--- PROVIDED DATA Enclosed Below ---
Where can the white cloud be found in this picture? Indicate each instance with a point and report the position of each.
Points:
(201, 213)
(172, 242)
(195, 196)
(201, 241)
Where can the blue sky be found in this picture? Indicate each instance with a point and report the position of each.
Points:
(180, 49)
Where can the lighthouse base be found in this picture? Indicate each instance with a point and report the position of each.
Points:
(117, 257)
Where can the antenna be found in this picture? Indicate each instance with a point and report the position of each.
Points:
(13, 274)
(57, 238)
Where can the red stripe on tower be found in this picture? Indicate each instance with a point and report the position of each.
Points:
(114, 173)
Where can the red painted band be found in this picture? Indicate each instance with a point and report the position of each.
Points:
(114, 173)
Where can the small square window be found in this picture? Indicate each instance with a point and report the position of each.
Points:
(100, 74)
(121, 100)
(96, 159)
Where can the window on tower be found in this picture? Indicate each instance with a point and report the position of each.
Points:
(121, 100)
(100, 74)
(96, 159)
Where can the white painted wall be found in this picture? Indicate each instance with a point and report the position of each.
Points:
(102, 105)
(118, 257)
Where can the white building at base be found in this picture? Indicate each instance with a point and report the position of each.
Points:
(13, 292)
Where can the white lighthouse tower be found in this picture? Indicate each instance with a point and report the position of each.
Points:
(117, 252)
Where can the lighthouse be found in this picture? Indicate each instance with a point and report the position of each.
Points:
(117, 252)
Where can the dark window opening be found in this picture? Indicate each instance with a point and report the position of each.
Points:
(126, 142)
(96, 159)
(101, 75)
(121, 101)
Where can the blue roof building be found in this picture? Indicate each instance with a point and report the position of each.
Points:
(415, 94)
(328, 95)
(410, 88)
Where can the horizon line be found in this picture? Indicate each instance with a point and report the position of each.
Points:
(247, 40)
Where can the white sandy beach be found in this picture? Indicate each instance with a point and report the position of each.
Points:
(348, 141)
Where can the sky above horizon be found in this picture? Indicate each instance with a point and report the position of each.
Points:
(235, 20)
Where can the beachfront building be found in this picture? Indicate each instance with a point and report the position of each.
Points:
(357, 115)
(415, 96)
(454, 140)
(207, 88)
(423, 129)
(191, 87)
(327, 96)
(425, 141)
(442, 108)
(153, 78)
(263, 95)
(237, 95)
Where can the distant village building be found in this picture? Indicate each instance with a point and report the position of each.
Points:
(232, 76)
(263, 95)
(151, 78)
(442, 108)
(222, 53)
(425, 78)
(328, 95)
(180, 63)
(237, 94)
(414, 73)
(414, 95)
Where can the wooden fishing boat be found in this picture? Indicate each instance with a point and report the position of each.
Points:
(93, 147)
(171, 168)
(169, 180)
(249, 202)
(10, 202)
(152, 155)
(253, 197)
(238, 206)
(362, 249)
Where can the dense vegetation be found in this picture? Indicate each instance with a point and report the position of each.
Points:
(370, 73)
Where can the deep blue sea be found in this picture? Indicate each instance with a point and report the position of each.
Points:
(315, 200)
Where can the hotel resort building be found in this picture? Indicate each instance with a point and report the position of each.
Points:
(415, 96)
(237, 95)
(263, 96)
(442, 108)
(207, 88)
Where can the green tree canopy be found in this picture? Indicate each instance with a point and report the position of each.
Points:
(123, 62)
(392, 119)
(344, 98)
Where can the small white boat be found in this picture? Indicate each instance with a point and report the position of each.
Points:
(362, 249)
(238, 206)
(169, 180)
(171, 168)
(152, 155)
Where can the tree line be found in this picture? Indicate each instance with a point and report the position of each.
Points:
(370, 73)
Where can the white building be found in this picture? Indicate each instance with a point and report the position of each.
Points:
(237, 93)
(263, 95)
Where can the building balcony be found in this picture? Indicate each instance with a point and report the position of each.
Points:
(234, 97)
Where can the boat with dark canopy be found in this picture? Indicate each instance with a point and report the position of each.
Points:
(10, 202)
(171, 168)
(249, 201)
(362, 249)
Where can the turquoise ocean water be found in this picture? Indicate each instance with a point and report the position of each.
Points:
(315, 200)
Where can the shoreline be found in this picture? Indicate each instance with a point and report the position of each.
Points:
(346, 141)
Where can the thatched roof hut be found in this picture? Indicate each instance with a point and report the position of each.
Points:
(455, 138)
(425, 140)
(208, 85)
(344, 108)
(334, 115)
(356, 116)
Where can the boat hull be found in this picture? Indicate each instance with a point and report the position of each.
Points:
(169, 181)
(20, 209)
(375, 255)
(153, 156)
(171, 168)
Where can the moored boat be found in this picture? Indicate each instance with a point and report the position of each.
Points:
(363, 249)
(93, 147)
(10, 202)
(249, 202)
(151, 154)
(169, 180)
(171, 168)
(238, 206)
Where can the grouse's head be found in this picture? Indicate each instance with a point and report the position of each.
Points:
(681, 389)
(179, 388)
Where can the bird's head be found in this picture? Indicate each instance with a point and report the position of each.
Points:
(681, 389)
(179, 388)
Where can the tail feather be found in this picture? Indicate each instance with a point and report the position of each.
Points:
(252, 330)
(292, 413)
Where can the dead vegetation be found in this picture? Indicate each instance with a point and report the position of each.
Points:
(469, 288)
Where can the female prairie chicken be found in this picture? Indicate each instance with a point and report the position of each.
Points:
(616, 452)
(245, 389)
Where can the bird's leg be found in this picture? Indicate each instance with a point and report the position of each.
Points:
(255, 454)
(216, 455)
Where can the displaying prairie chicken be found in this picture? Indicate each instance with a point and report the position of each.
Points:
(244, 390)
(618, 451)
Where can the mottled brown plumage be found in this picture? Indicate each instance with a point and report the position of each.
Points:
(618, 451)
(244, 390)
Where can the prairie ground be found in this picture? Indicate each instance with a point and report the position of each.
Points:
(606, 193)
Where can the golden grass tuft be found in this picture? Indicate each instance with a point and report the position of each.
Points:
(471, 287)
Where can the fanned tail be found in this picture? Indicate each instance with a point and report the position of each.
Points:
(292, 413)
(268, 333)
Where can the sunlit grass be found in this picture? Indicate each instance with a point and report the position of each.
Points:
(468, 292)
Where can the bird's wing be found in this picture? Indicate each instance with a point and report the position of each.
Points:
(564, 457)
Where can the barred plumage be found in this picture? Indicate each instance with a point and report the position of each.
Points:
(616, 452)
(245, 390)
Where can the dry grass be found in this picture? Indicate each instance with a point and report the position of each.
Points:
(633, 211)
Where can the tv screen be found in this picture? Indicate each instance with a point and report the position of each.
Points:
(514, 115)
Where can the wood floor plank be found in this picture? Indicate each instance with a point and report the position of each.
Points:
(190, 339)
--- End of Enclosed PROVIDED DATA ---
**TASK TO CARRY OUT**
Which of the lines in the material carry the string "head"? Pull them out.

**FINISHED TASK**
Where can the grouse's head be found in this picture? Indicate each instance with a point and report the position of each.
Where can the bird's head be found in this picture? Indicate each instance with a point and report the position of each.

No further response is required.